**EXERCISE OBJECTIVE:** Some entries follow. Reproduce exactly the lines starting at the one with "One point lands on every instance of the white shoe" and stopping after the one with "number 3, laid".

**DATA:**
BEGIN

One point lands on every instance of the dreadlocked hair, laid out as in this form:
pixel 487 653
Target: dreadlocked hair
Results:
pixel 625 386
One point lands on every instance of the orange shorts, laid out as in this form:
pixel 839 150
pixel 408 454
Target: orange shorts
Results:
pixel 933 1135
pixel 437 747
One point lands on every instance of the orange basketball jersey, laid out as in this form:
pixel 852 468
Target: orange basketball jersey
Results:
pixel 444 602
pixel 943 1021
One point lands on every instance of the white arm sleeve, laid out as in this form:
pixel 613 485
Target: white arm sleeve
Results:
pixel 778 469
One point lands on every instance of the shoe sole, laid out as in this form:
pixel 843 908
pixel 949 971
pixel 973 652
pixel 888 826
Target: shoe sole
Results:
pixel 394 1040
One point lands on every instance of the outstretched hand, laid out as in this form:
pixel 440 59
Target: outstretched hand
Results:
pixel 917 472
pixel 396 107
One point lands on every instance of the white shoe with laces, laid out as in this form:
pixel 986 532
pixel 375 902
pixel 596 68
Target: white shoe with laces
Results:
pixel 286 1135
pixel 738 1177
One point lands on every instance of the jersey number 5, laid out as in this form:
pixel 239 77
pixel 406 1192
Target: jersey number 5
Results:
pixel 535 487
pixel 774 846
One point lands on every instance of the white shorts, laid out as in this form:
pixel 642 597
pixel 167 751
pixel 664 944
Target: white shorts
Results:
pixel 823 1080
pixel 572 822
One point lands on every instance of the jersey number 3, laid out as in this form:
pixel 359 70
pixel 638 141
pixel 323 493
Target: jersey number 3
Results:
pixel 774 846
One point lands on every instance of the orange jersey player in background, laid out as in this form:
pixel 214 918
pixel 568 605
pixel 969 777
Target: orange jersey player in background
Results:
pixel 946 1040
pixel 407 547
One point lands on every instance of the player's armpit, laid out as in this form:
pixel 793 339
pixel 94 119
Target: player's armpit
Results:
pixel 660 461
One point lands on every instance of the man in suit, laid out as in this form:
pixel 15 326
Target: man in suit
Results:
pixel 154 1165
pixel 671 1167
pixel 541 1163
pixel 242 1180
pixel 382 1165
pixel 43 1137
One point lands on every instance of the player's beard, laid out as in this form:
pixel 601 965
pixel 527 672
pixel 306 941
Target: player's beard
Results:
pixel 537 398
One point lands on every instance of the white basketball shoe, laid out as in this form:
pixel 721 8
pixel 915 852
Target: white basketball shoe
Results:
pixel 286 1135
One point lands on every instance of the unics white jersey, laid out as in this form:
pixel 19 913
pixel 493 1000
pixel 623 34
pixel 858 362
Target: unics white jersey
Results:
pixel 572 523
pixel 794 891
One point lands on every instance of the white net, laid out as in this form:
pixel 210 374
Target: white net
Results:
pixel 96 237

END

**ANSWER SPACE:**
One point lands on every instance of the white shoe with laces, laid out as in this form:
pixel 986 532
pixel 375 902
pixel 596 68
Target: white shoe with laces
Results:
pixel 286 1135
pixel 738 1177
One point lands on every instance of the jersey number 5, laid out as in this form:
pixel 239 77
pixel 406 1192
Target: jersey number 5
Results:
pixel 535 487
pixel 774 846
One point lands on every instance of the white shorts, laid out as in this form:
pixel 642 597
pixel 167 751
pixel 664 944
Target: white shorts
Results:
pixel 823 1080
pixel 572 822
One point lands on every instance of the jersey number 3, laid out as in this form:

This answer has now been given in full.